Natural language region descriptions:
───

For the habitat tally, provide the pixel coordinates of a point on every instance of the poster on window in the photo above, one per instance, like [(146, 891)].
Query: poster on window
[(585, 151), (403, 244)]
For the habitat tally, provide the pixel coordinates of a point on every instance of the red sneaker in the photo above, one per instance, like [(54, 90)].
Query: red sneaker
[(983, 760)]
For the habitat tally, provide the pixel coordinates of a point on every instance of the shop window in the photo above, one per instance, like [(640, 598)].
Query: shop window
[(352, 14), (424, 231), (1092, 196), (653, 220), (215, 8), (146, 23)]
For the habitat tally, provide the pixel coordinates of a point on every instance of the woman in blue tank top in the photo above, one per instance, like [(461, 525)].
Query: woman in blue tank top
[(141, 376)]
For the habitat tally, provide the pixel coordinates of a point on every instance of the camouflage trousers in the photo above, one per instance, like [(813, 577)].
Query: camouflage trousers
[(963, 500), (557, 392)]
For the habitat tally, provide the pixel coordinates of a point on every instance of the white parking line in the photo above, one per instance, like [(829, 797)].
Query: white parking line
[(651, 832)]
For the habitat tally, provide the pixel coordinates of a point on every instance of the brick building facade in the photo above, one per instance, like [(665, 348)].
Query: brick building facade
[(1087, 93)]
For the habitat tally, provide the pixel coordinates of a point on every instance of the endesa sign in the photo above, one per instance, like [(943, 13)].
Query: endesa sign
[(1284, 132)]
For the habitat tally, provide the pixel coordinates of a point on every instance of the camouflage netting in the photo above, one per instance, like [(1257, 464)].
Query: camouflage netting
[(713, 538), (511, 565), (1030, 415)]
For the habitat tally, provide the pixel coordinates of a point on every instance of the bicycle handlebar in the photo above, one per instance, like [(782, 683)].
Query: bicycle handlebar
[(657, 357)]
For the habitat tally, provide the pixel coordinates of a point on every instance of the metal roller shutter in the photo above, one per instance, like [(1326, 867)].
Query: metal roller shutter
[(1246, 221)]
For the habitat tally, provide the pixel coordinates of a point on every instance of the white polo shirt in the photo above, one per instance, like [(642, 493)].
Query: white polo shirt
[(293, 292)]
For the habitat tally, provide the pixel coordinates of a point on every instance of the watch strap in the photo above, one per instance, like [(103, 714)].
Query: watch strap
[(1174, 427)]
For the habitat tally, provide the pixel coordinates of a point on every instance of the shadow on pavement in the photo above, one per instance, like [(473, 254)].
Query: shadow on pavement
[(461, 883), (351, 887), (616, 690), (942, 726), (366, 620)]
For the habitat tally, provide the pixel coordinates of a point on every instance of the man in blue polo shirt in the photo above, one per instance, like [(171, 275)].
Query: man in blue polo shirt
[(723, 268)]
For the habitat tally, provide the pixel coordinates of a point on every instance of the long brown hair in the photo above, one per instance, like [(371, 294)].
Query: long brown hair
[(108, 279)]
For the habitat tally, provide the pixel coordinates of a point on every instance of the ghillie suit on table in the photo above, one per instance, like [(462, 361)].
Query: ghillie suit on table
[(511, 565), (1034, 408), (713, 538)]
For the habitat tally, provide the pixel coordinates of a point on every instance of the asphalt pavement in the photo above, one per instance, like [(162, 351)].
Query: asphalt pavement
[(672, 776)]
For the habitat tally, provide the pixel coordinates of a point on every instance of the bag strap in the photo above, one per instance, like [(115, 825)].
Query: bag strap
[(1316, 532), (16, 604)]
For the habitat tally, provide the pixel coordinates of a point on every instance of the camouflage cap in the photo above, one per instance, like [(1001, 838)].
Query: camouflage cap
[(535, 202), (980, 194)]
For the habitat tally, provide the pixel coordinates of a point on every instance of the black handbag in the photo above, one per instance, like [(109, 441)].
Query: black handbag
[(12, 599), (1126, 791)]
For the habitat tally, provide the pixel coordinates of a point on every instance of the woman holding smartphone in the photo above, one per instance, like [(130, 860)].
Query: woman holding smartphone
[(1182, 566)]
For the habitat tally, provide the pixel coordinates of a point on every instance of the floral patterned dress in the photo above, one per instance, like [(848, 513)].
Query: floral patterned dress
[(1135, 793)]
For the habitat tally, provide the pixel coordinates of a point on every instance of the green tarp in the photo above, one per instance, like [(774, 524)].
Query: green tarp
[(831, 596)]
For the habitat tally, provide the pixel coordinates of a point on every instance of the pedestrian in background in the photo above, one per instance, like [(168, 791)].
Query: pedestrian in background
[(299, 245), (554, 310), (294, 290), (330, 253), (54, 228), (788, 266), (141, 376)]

───

- [THE TASK]:
Once you find the line containing "like [(774, 524)].", copy it and every line after it through the end of the records, exactly and nothing else.

- [SOLUTION TO THE EXERCISE]:
For the habitat tally, provide the pixel coordinates of a point on every instance of the green tarp in the photo above, one per instance, like [(774, 524)].
Query: green tarp
[(831, 596)]
For the habitat tally, provide the pixel coordinates of a point on every instance of the pedestrian in background in the photo above, one per instance, like [(168, 791)].
Query: pedestrian in background
[(299, 245), (554, 310), (294, 290), (330, 253), (54, 228), (788, 266), (141, 376)]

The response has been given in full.